Chicago police push back as union reps negotiate vaccine mandate with city officials

CHICAGO (WLS) -- Chicago police unions were the first to hold negotiations with the city after Mayor Lori Lightfoot announced her vaccine mandate - and they could prove to be the group of city employees that puts up the biggest fight.

"I'm totally against it," said Sgt. Jim Calvino, president, Chicago Police Sergeants Union. "I just did an informal survey with my members and I got some numbers over here. About 170 responded, and I got 158 against the mandate."

Lightfoot said Monday the vaccine requirement is for the safety of the public, but also for the health of other city workers. But the pushback from police unions means the issue could be dragged out in court.

Chicago vaccine mandate: City workers will need to get COVID-19 shot, Mayor Lori Lightfoot says



The four unions representing Chicago police officers -.from the rank-and-file up to captains - met virtually Tuesday with Lightfoot's team to discuss her just announced vaccine mandate. Police said it appears the plan is being rushed through.

"They put plans in motion, that they have no implementation power," said Sgt. Jim Calvino, president, Chicago Police Sergeant's Union. "Let's go in and do this, and then after we're ready to start, like, okay, how are we to implement this, how are we gonna get the people vaccinated?"

Calvino said the mayor wants to finalize a vaccine mandate policy by the end of the week, but there was significant pushback.

> EXERCISES TO COMPLETE
A. In the article about Chicago police and the vaccine mandate, what reason does Mayor Lightfoot give for requiring city workers to be vaccinated?
B. Continue the article about Chicago police unions and the vaccine mandate from its last sentence.

> MATERIAL SUPPLIED
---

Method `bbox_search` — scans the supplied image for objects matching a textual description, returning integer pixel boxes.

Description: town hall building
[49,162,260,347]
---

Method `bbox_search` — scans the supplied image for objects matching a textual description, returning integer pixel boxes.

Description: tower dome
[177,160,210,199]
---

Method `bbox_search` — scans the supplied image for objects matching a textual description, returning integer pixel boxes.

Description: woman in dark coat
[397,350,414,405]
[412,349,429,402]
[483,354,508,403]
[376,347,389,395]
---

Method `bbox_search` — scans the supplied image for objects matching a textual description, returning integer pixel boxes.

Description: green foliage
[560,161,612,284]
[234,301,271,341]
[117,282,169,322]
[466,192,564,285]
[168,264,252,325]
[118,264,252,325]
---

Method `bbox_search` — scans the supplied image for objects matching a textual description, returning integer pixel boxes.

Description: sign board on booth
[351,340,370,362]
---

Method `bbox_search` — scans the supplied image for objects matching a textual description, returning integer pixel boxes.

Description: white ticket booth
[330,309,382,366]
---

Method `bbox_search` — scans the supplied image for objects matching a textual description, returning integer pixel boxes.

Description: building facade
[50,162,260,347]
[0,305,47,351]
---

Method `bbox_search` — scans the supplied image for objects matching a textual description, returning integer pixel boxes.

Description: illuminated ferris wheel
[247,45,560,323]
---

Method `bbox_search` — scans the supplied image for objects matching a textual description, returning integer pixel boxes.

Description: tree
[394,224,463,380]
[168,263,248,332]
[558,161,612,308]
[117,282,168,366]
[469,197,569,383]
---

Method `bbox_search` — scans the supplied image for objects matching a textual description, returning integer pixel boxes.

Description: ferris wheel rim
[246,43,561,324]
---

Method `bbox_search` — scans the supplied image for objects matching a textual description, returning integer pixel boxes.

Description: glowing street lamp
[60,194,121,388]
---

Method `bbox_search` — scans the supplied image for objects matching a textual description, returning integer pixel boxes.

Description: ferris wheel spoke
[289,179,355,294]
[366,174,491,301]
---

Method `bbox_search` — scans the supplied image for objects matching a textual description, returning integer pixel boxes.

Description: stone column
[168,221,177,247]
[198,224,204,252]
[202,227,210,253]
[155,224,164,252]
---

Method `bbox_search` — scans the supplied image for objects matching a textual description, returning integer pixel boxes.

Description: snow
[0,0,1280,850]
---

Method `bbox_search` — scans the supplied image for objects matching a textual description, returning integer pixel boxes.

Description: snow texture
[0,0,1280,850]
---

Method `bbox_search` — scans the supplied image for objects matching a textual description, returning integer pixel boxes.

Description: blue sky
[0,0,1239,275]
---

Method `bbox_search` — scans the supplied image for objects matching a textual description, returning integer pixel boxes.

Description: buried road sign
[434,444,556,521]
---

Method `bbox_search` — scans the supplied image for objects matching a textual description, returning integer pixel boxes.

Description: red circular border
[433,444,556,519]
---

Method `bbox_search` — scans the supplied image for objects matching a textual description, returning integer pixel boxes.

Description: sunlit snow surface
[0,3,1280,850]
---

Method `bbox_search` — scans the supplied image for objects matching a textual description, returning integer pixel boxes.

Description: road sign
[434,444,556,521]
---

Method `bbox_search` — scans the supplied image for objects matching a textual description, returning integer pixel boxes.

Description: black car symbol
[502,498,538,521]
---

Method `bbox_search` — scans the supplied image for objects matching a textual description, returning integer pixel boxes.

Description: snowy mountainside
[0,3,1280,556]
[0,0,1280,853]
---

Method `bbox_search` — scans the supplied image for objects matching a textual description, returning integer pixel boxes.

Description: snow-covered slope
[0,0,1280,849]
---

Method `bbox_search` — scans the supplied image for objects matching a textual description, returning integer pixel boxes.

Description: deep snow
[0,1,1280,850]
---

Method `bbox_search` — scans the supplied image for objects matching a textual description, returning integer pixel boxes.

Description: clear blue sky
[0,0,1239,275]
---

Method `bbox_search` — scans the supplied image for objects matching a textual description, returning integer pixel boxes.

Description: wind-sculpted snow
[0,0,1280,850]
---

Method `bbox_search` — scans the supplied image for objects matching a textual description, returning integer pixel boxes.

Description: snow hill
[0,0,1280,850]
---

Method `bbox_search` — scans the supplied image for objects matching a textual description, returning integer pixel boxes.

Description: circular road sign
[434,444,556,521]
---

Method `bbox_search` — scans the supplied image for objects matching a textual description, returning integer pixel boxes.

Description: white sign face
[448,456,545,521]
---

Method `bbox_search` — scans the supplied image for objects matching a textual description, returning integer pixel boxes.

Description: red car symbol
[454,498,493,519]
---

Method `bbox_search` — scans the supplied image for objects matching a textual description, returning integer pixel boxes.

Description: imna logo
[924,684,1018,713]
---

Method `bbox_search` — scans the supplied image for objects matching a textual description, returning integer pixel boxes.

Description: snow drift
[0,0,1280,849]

> REPLIES
A. She said the requirement is meant to protect the safety of the public and the health of other city workers.

B.
"If it's a mandatory condition, seven points that must be negotiated and that's pretty well settled in labor laws," said Lt. Michael Stiscak, president, Chicago Police Lieutenants Union. "So if they're going to make this a fireable offense or a mandate in order to maintain employment, that's gonna have to be negotiated by them. It just cannot be enacted by them."

The Fraternal Order of Police has already threatened to file a lawsuit challenging any mandate with the sergeants, lieutenants and captains unions expected to join the fight.

The vaccine mandate would allow for religious or medical exemptions, but for a department where morale is already suffering, requirement to get the shot is seen as just another blow.

"It'll definitely further erode the morale, and also the the trust in the department, city," Calvino said. "I can't see this going anywhere but down."

The Chicago Department of Public Health tweeted Tuesday night that all city workers, including police and fire, need to be vaccinated to protect themselves and the people of Chicago we have pledged to serve.

"Several of my members have steadfastly refused and will refuse to take any vaccination, no matter what the city does as far as discipline-wise," Calvino said.